=== TEXTE SOURCE ===

Ca a dû être pris en compte, sans garantie électorale aucune. Les émotions, inconstantes, des journalistes ne sont pas celles de l'opinion publique française.
kelk1 a écrit:
L'interventionnisme à tous crins, qui est une tendance lourde du neoconservatisme, est sans aucun doute le facteur d'instabilité et de désordre mondial n°1. Et la cause première du ressentiment à notre égard.
1. L'interventionnisme est historiquement porté par les courants progressistes internationalistes. Celui des ultra-conservateurs américains reste pour l'instant une curieuse parenthèse remontant à 2001.
2. La première cause du ressentiment à notre égard est une auto-flagellation encouragée par une "subversion idéologique" du KGB baptisée "démoralisation". Personne ne critique plus l'Occident que l'Occident. Les autres critiquent qui les dérangent et ne se préoccupent que de leurs intérêts communs et collectifs.
kelk1 a écrit:
Tant il est vrai que la récurrence d'ingérences illégitimes, fussent-elles légales, s'accordent extrêmement mal avec la volonté affichée d'une coexistence paisible et pacifique. Que voulez-vous, même aux yeux d'un inculte notoire cela contraste.
Si l'inculture va jusqu'à ignorer le superbe
"si vis pacem, para bellum", je comprends que les paradoxes ne soient pas surmontés et compris.
C'est trop tard pour se désengager contre la personne de Khadafi.

=== EXTRAIT DES DONNÉES ===

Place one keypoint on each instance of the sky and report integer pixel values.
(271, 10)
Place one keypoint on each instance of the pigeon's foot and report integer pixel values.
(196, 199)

===

**TÂCHES À RÉALISER:**
A. Selon l'extrait sur l'interventionnisme, par quels courants l'interventionnisme est-il historiquement porté ?
B. Prolongez l'extrait sur l'interventionnisme au-delà de sa dernière phrase.
Les données ci-dessus forment un matériau distinct du texte source.

**RÉSULTATS DES TÂCHES:**
A. Par les courants progressistes internationalistes.

B.
Je veux bien que les vieux contentieux avec Khadafi s'enterrèrent avec sa soumission à l'Occident après 2001, et qu'il fallait éviter d'acclamer sa chute avec les premiers succès rebelles, mais une fois sa chute acclamée et son trône menacé, il est responsable d'envisager, pour ce qui nous concerne uniquement et sans tenir compte des Libyens, sa vengeance contre nous et le sabotage de ses puits de pétrole.
Il est par conséquent d'appuyer, autant que possible et avec aussi peu de participation que possible, son élimination, soit par l'entremise de ses opposants, soit par un assassinat.
Le reste, les impacts électoraux comme la protection d'un "peuple libyen" qui lance, seul, sa guerre civile, reste sans importance, d'autant qu'il est risqué de s'impliquer dans des révolutions étrangères parce qu'elles sont toujours nationalistes et portées sur la xénophobie.
Que Khadafi meurre, que vivent les Libyens libres et nos intérêts communs comme nationaux se porteront mieux.
***
Vous remarquerez que cette intervention française, que je comprends, m'indiffère tout autant : mes proches ne sont pas exposés aux attentats anti-français, je n'utilise que très peu de carburant pour me déplacer et Khadafi, pour antipathique qu'il soit, me fait rire
quand même. Trois bonnes raisons pour ne pas intervenir en Libye ?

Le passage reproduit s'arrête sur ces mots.